# TASK
Reproduce the listing below word for word, keeping every line as it appears.

# Stored items
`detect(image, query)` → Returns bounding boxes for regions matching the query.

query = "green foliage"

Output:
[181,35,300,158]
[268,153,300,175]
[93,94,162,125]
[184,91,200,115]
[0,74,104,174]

# SOLUTION FOR THIS PROBLEM
`detect(image, query)` → Returns bounding boxes for regions matching the query.

query = "green foliage"

Output:
[181,35,300,158]
[268,153,300,175]
[93,94,162,125]
[184,91,200,115]
[0,74,104,174]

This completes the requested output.